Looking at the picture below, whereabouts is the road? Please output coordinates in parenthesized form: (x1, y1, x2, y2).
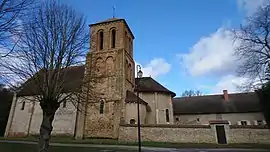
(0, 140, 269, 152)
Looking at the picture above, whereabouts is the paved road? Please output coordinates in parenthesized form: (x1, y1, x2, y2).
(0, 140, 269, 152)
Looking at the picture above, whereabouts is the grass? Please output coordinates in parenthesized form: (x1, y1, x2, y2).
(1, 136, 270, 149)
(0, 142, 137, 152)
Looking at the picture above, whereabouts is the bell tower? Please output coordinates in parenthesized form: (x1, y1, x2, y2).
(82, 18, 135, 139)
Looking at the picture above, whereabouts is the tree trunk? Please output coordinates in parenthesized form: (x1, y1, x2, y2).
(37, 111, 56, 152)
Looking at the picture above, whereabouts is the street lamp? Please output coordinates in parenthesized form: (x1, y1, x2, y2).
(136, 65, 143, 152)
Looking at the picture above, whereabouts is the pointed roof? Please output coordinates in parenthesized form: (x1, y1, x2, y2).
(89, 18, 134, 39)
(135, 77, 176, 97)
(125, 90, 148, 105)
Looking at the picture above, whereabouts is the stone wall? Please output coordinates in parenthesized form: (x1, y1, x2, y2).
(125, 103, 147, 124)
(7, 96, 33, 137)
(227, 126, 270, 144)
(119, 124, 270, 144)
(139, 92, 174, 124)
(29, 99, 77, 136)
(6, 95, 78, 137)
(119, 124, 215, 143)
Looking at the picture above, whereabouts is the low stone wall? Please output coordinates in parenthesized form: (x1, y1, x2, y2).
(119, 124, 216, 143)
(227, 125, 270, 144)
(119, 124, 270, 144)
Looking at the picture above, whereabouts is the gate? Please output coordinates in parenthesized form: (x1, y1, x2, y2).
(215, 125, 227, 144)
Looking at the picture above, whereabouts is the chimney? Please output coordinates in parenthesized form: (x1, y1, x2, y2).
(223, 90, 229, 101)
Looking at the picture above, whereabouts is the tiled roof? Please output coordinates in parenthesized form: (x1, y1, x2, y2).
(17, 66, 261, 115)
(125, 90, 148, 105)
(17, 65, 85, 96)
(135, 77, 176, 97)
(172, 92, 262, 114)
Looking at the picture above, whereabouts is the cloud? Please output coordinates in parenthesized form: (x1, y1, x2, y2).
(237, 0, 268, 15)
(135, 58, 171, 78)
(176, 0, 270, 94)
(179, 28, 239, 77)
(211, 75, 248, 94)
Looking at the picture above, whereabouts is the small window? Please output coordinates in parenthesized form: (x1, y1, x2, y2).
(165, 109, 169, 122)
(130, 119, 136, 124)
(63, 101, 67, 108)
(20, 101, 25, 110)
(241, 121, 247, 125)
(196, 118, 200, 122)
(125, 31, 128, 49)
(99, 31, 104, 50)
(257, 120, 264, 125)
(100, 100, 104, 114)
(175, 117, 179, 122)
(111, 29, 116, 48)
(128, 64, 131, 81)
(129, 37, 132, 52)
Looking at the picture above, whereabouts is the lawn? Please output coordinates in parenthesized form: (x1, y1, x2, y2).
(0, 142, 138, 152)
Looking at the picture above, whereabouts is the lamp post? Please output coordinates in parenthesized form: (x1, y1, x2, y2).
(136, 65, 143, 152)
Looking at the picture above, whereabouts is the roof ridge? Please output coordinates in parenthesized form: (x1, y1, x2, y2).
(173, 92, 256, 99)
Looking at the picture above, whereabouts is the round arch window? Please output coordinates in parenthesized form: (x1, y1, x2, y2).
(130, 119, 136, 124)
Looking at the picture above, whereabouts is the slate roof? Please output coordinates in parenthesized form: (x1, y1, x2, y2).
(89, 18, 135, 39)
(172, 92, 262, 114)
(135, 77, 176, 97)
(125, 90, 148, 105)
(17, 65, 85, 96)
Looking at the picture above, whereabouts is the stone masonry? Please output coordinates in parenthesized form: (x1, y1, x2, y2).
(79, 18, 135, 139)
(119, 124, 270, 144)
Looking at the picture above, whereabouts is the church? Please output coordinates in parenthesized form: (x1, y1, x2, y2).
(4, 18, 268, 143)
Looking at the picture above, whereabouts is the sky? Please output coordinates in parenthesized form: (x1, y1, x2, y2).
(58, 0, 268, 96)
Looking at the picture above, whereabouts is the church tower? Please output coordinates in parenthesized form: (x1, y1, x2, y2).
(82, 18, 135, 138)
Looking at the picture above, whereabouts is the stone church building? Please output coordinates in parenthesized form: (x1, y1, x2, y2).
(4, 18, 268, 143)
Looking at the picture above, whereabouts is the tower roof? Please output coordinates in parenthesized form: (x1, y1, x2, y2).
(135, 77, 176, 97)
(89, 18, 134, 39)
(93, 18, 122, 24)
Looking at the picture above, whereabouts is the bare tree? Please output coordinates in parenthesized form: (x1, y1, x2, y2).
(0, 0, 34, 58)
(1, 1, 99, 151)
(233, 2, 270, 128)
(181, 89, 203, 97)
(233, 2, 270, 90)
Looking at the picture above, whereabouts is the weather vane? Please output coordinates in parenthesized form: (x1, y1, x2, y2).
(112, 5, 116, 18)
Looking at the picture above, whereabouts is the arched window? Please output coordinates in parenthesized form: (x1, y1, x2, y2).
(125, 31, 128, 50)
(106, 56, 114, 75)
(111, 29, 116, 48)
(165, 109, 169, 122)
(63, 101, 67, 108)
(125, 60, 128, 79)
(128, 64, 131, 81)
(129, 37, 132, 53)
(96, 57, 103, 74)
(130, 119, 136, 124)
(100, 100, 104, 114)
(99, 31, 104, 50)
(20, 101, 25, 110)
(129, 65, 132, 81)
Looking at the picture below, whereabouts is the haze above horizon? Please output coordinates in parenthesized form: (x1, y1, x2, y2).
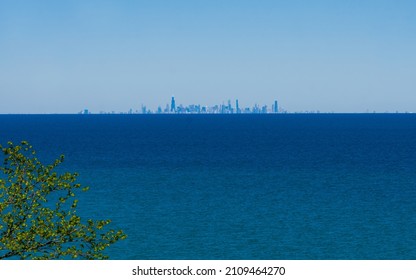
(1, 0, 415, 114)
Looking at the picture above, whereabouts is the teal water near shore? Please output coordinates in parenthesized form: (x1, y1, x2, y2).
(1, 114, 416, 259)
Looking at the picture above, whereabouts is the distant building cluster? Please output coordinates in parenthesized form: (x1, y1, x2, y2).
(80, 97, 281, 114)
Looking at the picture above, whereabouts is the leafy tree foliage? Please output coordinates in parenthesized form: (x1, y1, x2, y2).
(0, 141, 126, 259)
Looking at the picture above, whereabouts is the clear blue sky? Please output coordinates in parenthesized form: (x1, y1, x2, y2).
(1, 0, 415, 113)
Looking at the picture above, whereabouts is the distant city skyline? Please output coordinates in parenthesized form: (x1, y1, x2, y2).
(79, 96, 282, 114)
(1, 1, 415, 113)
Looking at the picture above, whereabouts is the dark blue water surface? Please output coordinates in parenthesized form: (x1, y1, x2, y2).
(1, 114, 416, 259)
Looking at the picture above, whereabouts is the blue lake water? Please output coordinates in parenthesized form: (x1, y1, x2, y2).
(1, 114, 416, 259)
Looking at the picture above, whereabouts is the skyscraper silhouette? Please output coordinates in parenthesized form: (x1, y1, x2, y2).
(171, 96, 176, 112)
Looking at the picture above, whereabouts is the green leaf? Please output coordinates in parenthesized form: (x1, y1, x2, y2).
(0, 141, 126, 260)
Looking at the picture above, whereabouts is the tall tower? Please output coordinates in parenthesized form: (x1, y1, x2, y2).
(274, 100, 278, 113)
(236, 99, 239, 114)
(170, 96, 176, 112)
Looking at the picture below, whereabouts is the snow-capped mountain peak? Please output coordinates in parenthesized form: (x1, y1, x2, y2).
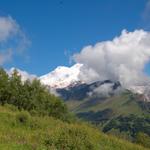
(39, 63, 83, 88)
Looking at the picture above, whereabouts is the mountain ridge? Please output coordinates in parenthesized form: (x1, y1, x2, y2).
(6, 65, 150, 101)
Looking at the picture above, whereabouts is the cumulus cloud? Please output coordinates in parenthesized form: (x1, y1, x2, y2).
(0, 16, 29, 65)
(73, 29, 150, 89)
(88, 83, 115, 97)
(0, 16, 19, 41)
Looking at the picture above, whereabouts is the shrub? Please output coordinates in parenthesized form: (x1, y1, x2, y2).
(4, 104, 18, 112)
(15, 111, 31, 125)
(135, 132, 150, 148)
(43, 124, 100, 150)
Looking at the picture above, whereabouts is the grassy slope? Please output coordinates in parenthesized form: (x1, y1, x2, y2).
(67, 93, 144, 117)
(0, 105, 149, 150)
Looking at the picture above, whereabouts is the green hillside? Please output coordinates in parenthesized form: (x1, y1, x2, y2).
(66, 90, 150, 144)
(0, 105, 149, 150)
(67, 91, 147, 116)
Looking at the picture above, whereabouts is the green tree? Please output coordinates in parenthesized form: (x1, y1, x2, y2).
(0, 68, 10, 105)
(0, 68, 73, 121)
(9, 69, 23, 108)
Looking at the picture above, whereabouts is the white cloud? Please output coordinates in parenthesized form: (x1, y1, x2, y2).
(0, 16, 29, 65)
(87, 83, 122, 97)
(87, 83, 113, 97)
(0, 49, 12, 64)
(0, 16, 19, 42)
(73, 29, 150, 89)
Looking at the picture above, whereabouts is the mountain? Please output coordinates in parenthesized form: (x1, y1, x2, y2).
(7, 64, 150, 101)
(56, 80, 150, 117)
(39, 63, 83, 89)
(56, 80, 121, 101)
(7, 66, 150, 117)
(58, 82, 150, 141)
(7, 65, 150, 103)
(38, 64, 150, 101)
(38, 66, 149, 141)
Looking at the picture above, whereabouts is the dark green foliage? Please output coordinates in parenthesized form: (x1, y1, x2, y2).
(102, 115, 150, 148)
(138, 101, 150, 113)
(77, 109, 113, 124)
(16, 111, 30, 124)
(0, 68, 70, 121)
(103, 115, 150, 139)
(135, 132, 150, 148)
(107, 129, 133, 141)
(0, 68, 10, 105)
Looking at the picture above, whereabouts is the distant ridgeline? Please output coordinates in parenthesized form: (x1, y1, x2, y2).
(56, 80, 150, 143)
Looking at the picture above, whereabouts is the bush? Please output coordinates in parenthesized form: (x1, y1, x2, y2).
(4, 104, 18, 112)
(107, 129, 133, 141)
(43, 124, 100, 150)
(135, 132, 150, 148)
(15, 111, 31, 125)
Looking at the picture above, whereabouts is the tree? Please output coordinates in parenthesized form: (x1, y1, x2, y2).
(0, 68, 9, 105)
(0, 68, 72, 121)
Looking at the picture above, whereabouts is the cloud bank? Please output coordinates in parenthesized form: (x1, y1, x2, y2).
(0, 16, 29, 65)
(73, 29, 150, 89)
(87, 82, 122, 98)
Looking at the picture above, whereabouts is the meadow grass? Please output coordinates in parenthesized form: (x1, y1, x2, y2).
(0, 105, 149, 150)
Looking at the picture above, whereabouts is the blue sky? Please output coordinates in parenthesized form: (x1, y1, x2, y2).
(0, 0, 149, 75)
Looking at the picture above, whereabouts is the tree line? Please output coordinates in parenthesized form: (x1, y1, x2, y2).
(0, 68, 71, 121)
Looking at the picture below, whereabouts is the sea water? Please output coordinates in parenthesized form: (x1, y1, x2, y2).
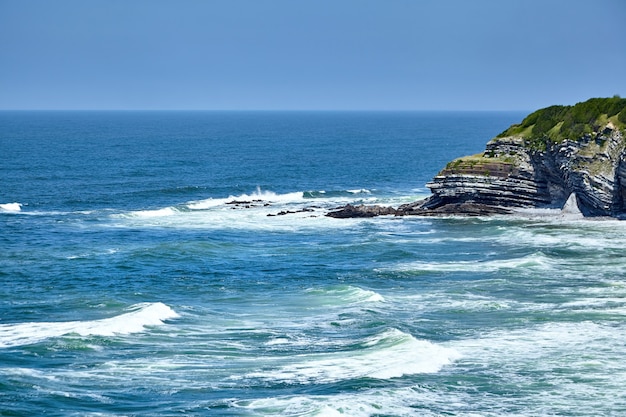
******************************
## About this task
Set down word for word every line from the one containing "Looking at the picture above, whereabouts is the blue sky?" through the last line of the records above, both ends included. Leave out the pictures.

## Exercise result
Looking at the picture above, whereabouts is the blue sky? Please output coordinates in parenthesized form: (x1, y1, x2, y2).
(0, 0, 149, 75)
Looking at the picture above, whereabouts is the tree line? Please output coordinates in parenthesized form: (x1, y1, x2, y2).
(0, 68, 71, 121)
Looking at the picture below, whereabouts is the sea water? Please output coordinates in parenthesized form: (x1, y1, x2, y2).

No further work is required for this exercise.